*Supplied material*.

#####

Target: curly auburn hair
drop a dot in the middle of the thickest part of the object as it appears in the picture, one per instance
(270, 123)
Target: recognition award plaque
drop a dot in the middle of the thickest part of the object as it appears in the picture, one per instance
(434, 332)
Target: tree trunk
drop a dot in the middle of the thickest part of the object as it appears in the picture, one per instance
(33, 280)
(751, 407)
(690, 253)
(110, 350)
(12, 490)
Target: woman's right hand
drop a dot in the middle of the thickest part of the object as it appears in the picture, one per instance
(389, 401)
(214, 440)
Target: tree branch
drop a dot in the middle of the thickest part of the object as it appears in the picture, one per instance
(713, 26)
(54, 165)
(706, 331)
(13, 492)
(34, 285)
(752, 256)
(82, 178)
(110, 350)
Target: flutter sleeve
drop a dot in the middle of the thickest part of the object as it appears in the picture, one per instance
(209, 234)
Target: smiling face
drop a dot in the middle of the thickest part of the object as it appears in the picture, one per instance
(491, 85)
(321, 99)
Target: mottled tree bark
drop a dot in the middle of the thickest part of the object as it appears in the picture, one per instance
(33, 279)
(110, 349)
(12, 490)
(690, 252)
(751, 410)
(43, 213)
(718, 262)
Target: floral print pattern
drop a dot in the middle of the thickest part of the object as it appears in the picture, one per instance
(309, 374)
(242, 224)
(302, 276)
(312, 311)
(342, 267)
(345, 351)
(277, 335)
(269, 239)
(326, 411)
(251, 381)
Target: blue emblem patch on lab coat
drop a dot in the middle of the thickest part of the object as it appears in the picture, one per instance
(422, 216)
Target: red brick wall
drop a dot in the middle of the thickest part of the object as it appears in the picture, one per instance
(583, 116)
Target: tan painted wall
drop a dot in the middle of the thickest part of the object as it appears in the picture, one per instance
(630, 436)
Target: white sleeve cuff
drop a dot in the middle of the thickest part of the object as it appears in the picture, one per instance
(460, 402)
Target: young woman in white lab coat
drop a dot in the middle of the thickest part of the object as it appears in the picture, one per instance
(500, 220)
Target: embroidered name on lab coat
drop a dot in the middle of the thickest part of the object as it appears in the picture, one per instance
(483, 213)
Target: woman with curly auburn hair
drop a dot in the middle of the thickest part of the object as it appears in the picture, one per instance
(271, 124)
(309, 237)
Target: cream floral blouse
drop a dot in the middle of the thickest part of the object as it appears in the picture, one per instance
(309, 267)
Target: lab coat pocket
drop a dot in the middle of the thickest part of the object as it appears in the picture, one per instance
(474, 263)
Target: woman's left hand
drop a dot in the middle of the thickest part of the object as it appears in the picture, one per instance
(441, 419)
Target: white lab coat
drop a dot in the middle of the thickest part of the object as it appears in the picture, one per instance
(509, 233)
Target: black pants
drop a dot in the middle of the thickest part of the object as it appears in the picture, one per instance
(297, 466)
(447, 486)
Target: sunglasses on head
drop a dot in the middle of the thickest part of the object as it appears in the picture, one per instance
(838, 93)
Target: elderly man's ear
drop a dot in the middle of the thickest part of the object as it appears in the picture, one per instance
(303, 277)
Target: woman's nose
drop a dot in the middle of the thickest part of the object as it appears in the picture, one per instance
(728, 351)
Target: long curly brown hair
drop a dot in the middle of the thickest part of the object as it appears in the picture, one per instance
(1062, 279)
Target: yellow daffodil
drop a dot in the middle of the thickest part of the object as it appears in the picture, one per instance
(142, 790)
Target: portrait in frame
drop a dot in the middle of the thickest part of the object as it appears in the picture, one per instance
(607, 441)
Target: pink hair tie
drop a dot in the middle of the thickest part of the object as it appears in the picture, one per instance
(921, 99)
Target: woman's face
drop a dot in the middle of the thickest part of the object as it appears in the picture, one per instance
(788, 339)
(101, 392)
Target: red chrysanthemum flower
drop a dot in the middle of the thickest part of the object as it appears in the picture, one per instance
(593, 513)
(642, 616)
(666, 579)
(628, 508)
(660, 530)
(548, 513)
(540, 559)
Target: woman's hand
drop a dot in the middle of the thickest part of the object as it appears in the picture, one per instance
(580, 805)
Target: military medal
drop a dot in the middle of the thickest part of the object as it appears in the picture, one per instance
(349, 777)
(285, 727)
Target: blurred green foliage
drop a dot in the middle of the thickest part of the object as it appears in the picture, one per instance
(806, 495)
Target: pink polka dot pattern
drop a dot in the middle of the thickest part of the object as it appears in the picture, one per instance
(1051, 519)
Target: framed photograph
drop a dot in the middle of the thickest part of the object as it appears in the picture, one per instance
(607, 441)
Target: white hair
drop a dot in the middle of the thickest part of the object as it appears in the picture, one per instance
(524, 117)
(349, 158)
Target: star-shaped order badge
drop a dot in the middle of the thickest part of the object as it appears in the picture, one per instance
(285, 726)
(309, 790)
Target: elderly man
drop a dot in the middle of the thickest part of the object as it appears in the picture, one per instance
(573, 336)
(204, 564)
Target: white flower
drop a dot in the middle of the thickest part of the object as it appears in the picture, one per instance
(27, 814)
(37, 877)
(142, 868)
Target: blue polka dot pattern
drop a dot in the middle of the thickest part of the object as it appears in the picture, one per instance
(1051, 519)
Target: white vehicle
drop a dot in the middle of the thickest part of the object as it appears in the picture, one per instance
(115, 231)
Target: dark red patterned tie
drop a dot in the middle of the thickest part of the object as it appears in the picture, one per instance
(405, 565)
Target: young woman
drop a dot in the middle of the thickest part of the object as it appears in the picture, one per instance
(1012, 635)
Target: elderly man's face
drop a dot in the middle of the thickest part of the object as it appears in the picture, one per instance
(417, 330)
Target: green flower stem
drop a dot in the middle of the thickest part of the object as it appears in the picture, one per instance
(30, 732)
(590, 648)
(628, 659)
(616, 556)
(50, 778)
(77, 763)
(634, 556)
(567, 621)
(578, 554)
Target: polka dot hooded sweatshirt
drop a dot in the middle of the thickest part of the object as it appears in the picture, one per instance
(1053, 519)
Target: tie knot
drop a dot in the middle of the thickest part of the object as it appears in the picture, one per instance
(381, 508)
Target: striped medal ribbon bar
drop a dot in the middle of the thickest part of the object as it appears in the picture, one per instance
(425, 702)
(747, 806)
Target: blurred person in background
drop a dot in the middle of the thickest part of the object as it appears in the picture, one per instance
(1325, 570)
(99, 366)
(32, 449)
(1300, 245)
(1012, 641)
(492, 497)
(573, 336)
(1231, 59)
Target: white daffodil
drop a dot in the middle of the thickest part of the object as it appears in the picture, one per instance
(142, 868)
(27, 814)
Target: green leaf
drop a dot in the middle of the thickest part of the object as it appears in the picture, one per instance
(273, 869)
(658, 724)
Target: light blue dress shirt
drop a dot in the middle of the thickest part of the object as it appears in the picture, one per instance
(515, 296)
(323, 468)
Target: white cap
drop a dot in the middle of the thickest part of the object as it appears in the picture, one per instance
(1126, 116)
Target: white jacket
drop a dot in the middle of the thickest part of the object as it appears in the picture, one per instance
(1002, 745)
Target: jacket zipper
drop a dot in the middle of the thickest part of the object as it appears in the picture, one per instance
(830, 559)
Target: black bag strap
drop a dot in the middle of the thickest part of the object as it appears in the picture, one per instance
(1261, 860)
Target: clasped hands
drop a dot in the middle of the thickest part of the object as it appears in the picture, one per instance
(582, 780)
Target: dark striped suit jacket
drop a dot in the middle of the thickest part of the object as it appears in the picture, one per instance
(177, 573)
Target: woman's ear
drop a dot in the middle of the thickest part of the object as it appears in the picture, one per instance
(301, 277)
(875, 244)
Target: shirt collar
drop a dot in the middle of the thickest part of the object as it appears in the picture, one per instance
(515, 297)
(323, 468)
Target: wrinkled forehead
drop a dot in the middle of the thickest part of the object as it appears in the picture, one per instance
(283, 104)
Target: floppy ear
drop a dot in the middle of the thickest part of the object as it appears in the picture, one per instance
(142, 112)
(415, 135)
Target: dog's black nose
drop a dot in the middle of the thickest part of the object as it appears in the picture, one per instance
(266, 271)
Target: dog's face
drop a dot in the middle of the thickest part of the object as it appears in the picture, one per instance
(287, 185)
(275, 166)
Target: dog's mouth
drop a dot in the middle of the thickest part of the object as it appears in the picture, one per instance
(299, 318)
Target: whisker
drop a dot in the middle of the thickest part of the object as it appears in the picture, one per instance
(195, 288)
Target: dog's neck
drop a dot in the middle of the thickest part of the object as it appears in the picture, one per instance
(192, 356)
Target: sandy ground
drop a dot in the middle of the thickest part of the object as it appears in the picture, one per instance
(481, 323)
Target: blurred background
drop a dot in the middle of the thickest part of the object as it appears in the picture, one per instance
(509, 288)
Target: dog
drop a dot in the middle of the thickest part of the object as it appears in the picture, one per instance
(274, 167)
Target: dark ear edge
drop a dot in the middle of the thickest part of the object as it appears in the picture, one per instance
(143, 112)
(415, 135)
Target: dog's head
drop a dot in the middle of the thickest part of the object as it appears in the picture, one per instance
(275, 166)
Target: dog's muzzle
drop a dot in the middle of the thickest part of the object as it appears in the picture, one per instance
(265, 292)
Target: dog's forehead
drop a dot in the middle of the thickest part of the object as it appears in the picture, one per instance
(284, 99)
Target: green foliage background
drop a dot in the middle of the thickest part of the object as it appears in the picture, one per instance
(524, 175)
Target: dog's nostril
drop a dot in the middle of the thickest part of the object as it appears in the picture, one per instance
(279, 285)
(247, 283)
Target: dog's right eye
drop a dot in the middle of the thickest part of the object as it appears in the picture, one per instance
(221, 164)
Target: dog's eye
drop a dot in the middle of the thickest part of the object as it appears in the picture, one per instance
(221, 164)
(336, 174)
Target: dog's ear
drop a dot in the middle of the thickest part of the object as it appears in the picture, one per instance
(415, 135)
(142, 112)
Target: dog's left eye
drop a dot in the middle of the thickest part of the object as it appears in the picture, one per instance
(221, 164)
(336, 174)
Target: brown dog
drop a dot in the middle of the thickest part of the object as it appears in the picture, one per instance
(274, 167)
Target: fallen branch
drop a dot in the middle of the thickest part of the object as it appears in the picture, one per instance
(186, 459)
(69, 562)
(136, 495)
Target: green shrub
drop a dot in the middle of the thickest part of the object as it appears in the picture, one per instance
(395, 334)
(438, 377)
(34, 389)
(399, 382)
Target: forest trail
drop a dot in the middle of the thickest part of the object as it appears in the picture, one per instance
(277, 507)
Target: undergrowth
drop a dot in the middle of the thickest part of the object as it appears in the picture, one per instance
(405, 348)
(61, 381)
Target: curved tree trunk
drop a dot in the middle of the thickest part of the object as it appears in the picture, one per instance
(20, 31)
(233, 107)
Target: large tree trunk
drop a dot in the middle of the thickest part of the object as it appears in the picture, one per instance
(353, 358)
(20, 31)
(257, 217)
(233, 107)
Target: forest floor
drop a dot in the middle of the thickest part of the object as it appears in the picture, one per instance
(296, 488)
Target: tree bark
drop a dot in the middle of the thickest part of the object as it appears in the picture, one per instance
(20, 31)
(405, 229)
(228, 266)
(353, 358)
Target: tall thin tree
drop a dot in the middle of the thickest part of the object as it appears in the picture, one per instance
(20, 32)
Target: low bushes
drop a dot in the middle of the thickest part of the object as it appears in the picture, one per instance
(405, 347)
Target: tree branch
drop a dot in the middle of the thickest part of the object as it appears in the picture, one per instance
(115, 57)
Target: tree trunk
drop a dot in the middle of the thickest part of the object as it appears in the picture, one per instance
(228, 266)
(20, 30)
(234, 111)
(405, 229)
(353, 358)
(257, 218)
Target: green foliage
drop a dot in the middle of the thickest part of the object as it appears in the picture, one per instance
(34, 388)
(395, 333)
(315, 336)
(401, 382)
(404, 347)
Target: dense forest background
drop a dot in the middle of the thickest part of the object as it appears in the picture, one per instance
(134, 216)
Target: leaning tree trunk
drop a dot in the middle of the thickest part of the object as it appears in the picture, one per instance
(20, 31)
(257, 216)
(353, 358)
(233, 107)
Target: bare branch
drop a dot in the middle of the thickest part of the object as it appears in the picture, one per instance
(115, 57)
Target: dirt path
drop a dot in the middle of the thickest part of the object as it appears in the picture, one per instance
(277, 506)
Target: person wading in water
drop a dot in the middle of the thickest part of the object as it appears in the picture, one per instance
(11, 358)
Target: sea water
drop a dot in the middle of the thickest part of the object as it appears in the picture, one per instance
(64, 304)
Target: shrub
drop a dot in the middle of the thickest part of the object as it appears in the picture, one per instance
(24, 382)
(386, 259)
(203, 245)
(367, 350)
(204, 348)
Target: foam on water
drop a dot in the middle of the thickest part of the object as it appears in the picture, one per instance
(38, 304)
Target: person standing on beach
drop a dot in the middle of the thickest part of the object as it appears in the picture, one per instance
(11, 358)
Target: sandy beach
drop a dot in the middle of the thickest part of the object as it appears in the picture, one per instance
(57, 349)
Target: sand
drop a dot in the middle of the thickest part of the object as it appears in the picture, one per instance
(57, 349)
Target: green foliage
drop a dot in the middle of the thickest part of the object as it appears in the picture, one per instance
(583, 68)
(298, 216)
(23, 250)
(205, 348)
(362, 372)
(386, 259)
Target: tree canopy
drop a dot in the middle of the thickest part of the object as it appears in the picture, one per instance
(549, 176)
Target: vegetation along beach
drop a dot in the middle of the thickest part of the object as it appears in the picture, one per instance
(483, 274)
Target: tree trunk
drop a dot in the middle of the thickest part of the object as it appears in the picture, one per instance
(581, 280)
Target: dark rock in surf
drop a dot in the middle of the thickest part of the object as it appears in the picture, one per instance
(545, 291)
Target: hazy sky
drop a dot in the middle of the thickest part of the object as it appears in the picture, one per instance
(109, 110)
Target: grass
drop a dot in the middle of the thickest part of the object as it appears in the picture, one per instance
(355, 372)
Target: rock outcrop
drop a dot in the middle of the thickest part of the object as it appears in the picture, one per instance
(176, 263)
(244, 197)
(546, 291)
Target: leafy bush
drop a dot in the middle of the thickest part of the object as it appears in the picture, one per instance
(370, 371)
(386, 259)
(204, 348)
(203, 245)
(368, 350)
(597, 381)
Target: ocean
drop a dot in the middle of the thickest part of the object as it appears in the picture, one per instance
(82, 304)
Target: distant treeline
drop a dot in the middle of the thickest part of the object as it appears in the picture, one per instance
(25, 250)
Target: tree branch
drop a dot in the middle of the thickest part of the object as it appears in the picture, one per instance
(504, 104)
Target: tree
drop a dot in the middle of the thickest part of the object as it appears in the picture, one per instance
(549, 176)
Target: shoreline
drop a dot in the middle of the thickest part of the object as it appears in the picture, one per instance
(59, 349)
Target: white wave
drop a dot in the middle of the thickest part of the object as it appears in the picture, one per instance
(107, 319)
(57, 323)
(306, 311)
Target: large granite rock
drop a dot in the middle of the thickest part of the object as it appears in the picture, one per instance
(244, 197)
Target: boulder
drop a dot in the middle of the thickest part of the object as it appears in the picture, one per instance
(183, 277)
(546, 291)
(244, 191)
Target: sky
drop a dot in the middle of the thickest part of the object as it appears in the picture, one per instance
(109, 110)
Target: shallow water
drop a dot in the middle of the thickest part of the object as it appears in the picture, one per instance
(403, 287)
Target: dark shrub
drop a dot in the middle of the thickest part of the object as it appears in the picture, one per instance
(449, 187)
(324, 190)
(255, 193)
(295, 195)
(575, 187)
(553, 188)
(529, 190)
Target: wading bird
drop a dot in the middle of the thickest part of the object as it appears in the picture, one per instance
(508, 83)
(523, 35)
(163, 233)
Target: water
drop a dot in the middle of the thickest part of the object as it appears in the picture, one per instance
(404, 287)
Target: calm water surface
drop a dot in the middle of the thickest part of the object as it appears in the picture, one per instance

#####

*Your task*. Print the line containing "Target: white wave" and every line after it to the end of the records above, exactly as written, and nothing else.

*Task answer*.
Target: white wave
drop a dot in the middle of the thickest part of the object as it appears in the picture, one per instance
(107, 319)
(57, 323)
(306, 311)
Target: large granite rock
drop a dot in the middle of the thickest part of the object as it appears in the picture, one per instance
(244, 197)
Target: boulder
drop a dot in the middle of the thickest part of the object as it appears in the picture, one per instance
(183, 277)
(546, 291)
(244, 191)
Target: sky
drop a dot in the middle of the thickest part of the object as it appears in the picture, one per instance
(109, 110)
Target: shallow water
drop a dot in the middle of the thickest part of the object as it appears in the picture, one per instance
(403, 287)
Target: dark shrub
drop a dot in the middle of the thickest part of the object as it appears in the picture, one per instance
(449, 187)
(324, 190)
(255, 193)
(295, 195)
(575, 187)
(553, 188)
(529, 190)
Target: wading bird
drop a dot in the middle of the thickest part of the object as it appears in the picture, one per instance
(508, 83)
(523, 35)
(163, 233)
Target: water
drop a dot in the middle of the thickest part of the object as it appears in the picture, one per instance
(404, 287)
Target: calm water surface
drop a dot in the middle of the thickest part of the object as it appears in the picture, one per instance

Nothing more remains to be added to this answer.